====== RECORDS TO USE

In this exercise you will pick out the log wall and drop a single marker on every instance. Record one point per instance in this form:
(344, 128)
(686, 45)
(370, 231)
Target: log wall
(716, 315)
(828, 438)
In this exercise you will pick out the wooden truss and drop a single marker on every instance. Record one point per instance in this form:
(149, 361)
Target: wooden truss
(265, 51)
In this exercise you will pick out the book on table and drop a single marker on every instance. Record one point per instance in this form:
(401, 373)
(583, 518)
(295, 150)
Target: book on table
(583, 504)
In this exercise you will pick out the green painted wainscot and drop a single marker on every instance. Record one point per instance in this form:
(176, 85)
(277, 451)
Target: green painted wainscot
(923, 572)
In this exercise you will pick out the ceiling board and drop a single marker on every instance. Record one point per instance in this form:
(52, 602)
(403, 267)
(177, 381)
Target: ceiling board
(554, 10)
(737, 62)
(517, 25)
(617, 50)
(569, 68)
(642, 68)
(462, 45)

============

Swap "drop a single marker" for "place one marker" throughout all of the items above and write them out again, keeping everything else unchanged.

In this exercise you will pick out the log wall and place one marker on every instance. Record one point per instance in this form:
(344, 128)
(686, 45)
(370, 231)
Target: log wall
(716, 315)
(828, 438)
In this exercise you will pick out the wooden truss and place one marker on every instance. Record one point per instance in this form:
(149, 361)
Target: wooden truss
(265, 51)
In this exercise you will pick out the book on table and place one marker on every instance. Record one point per instance in this form:
(401, 373)
(583, 518)
(295, 150)
Target: book on table
(583, 504)
In this exercise you will pick out the green painted wainscot and place one marker on every instance. Record one point per instance in this form:
(176, 85)
(277, 451)
Target: green painted wainscot
(923, 572)
In this exercise you will pick out the ceiling board and place one marker on every instance. Record one point per instance in this form:
(52, 602)
(403, 267)
(177, 381)
Target: ceiling board
(554, 10)
(737, 62)
(517, 25)
(617, 50)
(569, 68)
(642, 68)
(462, 45)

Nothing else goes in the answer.